Location labeling items
═══

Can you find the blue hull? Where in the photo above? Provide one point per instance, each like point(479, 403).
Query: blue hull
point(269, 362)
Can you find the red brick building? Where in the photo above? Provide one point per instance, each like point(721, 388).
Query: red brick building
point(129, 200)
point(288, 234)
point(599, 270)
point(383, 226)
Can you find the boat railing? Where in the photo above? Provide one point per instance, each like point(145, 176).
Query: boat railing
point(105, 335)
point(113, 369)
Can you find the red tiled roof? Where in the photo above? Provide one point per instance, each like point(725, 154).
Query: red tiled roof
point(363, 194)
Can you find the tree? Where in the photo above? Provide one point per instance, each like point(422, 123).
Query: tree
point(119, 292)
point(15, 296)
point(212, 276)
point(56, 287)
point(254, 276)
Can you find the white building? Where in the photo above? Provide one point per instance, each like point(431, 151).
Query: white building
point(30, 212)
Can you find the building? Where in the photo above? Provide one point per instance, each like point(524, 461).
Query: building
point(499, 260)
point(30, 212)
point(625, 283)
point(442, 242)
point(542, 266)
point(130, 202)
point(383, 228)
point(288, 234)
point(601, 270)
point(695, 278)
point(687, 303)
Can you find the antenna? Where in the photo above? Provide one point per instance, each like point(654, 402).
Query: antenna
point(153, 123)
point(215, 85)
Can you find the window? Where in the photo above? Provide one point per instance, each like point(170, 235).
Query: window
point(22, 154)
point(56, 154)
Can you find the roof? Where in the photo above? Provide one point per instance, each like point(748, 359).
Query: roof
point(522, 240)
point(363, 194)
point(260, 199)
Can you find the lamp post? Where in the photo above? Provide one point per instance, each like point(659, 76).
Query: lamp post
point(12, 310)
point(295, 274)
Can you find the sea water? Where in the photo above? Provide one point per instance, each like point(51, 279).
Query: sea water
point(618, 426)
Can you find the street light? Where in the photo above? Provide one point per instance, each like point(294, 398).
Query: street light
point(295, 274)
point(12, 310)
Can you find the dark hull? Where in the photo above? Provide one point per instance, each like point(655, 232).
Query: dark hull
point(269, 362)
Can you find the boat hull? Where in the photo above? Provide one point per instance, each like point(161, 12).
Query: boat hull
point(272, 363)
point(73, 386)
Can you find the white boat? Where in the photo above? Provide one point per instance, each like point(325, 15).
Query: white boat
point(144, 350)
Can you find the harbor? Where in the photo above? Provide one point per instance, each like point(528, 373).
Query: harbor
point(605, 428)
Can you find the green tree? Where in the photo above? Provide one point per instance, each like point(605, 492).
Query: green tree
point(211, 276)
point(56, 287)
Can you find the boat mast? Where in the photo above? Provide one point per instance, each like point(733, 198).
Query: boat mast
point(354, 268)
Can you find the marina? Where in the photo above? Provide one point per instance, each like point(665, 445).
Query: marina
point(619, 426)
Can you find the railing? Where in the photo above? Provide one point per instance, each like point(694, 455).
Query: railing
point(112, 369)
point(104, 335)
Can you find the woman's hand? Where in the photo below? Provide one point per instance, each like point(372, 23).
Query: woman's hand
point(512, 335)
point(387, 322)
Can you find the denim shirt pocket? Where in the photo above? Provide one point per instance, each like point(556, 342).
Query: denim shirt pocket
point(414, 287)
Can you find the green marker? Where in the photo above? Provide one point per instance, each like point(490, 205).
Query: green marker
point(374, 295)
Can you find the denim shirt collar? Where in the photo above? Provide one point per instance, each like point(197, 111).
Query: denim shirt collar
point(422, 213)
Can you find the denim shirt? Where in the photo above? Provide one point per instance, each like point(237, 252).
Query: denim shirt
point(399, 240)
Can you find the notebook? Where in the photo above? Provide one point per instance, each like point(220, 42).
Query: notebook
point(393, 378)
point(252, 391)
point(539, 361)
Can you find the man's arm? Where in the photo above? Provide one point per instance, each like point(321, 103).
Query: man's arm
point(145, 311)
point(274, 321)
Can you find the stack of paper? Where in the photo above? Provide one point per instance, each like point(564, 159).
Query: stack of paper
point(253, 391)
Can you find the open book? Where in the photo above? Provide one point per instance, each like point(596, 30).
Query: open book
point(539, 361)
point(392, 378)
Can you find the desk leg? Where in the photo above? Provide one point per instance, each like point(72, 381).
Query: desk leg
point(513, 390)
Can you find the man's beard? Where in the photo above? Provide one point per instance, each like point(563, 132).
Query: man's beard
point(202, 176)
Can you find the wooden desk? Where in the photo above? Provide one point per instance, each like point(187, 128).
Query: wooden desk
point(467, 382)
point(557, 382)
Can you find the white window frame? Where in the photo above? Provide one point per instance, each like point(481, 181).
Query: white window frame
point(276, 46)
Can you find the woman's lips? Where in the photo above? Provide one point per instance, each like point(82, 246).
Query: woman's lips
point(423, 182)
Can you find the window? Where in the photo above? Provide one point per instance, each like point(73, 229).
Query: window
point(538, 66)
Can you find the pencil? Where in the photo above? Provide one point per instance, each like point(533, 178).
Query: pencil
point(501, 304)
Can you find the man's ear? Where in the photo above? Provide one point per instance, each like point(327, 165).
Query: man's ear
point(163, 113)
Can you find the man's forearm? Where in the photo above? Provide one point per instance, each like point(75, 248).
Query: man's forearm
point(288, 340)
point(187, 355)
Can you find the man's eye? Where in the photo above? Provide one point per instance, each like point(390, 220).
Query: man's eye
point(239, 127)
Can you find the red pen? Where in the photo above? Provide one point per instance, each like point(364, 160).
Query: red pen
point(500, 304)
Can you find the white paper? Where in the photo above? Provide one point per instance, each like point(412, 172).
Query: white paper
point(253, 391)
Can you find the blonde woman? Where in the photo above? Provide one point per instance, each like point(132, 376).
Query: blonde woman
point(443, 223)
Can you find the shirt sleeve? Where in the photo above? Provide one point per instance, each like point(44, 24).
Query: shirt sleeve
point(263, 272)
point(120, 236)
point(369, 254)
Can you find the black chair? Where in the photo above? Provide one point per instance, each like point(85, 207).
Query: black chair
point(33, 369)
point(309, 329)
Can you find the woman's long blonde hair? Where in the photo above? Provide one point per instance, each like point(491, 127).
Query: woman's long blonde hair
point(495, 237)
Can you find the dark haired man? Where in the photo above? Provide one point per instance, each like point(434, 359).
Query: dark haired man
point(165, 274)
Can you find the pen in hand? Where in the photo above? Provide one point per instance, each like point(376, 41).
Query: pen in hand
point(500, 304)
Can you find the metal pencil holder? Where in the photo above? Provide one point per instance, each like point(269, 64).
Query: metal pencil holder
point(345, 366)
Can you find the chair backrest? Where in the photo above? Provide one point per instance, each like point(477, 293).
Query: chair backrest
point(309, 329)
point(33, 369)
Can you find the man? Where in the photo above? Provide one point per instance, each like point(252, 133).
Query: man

═══

*The request*: Can you reproduce every one of the items above, word for word and in the same order?

*Worked answer*:
Can you find the blue hull? Where in the photo above? Provide one point per instance, each like point(479, 403).
Query: blue hull
point(269, 362)
Can you find the red brick building? Where in the photo above? Provide one point per instance, each like point(721, 388).
Query: red brick building
point(129, 200)
point(288, 234)
point(599, 270)
point(383, 226)
Can you find the boat railing? Where in the photo above? Provide one point per instance, each like point(145, 176).
Query: boat railing
point(105, 335)
point(113, 369)
Can you find the red tiled roof? Where in the photo above? Provide one point per instance, each like point(725, 154).
Query: red tiled roof
point(363, 194)
Can you find the tree? Where in the photo above? Provide one point per instance, each like point(422, 123).
Query: tree
point(119, 292)
point(15, 296)
point(212, 276)
point(56, 287)
point(254, 276)
Can you find the white building? Where in the photo above? Provide one point per instance, each like point(431, 151).
Query: white building
point(30, 212)
Can you find the building? Where in the photo above? Provide one point per instance, each like point(524, 461).
Query: building
point(499, 260)
point(30, 212)
point(625, 283)
point(442, 242)
point(542, 266)
point(130, 202)
point(383, 228)
point(288, 234)
point(601, 270)
point(695, 278)
point(687, 303)
Can you find the antenna? Where in the photo above? Provide one point per instance, each like point(654, 402).
Query: antenna
point(153, 123)
point(215, 85)
Can you find the window? Where in the photo above? Provide one point per instance, each like point(170, 235).
Query: window
point(22, 154)
point(56, 154)
Can you find the roof? Where in the photo above? Provide one point per instance, each like point(748, 359).
Query: roof
point(522, 240)
point(363, 194)
point(260, 199)
Can you find the lamp post? Where in the photo above? Provide one point per instance, each like point(659, 76).
Query: lamp post
point(12, 310)
point(295, 274)
Can you find the sea water? Where in the photo above? Provide one point per instance, each like point(51, 279).
Query: sea water
point(618, 426)
Can you find the street light? Where in the photo above? Provide one point per instance, each like point(294, 398).
Query: street light
point(295, 274)
point(12, 310)
Can you find the dark hull? Where in the photo above? Provide one point per instance, each like point(655, 232).
Query: dark hull
point(269, 362)
Can you find the boat hull? Where in the photo above? Provide one point per instance, each like point(161, 12).
Query: boat hull
point(272, 363)
point(73, 386)
Can you find the white boat? Where in the photo above? Provide one point per instance, each like point(325, 15).
Query: white boat
point(144, 350)
Can you find the harbor? Where in the photo above? Provide one point per instance, each like point(528, 373).
Query: harbor
point(605, 428)
Can you find the green tree? Where in the photo above? Provide one point per instance, each like point(605, 492).
Query: green tree
point(211, 276)
point(56, 287)
Can you find the boat mast? Where in the photo above? Provide one point per instance, each like point(733, 198).
Query: boat mast
point(354, 268)
Can you find the marina? Where in the photo above? Provide one point per instance, each like point(665, 445).
Query: marina
point(619, 426)
Can you find the railing? Where in the photo above? Provide one point per instance, each like point(694, 455).
Query: railing
point(112, 369)
point(104, 335)
Can you find the woman's hand? Where in the photo below? Provide one point per instance, each like point(372, 23).
Query: woman's hand
point(512, 335)
point(387, 322)
Can you find the denim shirt pocket? Where in the photo above? Provide one point per instance, each like point(556, 342).
Query: denim shirt pocket
point(414, 287)
Can you find the green marker? Where in the photo above? Provide one point per instance, each like point(490, 205).
Query: green marker
point(374, 295)
Can you find the denim shirt collar? Where in the photo above? Provide one point per instance, each like point(197, 111).
Query: denim shirt collar
point(422, 213)
Can you find the denim shirt? Where in the photo above? Provide one point per instance, each like point(237, 252).
Query: denim shirt
point(399, 240)
Can you find the notebook? Where in the photo above? Provide one point per instance, each like point(220, 42).
Query: notebook
point(393, 378)
point(252, 391)
point(539, 361)
Can you find the man's arm? Where in the photo above? Provide one point per instance, each like point(321, 103).
Query: man's arm
point(145, 311)
point(274, 321)
Can you find the stack of paper? Where in the photo above? Provide one point per instance, each like point(564, 159).
Query: stack of paper
point(253, 391)
Can you find the open book? Where in the photo above? Provide one point per instance, each like point(596, 30).
Query: open book
point(539, 361)
point(392, 378)
Can you find the desk leg? Where in the photo above? Provide one point per instance, each like point(72, 381).
Query: desk leg
point(513, 390)
Can you find the man's beard? Where in the photo above? Provide one point per instance, each like point(563, 132).
Query: man's beard
point(202, 176)
Can you find the wooden desk? Where in the photo above? Provide one point per instance, each like point(187, 128).
Query: wooden desk
point(467, 382)
point(557, 382)
Can you find the white window frame? Where in the photo above? Provide one point per instance, each like point(481, 181).
Query: white window frame
point(276, 46)
Can you find the woman's lips? Where in the photo above? Provide one point per instance, each like point(82, 246).
Query: woman's lips
point(423, 182)
Can you find the window? Where in the photo above? Provide one point per instance, each like point(73, 229).
Query: window
point(538, 66)
Can you find the pencil? Where in the photo above? Provide one point per instance, each like point(533, 178).
Query: pencil
point(501, 304)
Can you find the man's ear? Where in the photo above? Provide one point per instance, each like point(327, 165).
Query: man's ear
point(163, 113)
Can you find the man's forearm? Where in the photo above? Provide one point per instance, each like point(75, 248).
Query: man's forearm
point(288, 340)
point(187, 355)
Can you find the man's eye? Where in the photo above? Provide one point per instance, each like point(390, 220).
Query: man's eye
point(239, 127)
Can you find the red pen? Where in the photo above? Provide one point per instance, each like point(364, 160).
Query: red pen
point(500, 304)
Can you find the white paper? Where in the photo above? Provide one point per instance, each like point(412, 172).
Query: white paper
point(253, 391)
Can you find the blonde woman? Where in the photo above? Provide one point per instance, each like point(132, 376).
Query: blonde woman
point(443, 223)
Can you find the shirt sleeve? Where in the photo above? Provide one point per instance, each like point(44, 24).
Query: shirt sleeve
point(263, 272)
point(120, 236)
point(369, 254)
Can you find the black chair? Where in the photo above? Provide one point per instance, each like point(85, 207).
Query: black chair
point(33, 369)
point(309, 329)
Can you find the woman's long blonde hair? Where in the photo above? Provide one point per instance, each like point(491, 127).
Query: woman's long blonde hair
point(495, 237)
Can you find the dark haired man? Where in the photo above? Provide one point per instance, each like point(434, 359).
Query: dark haired man
point(165, 274)
Can you find the pen in hand? Where in the photo above? Provide one point per instance, each like point(376, 41).
Query: pen in hand
point(500, 304)
Can you find the metal pencil holder? Where in the photo above? Provide one point per instance, each like point(269, 64).
Query: metal pencil holder
point(345, 366)
Can you find the chair backrest? Where in the photo above? Provide one point per instance, each like point(477, 293).
Query: chair backrest
point(309, 329)
point(33, 369)
Can you find the man? Where in the photo above? Provide one point per instance, each like point(252, 133).
Query: man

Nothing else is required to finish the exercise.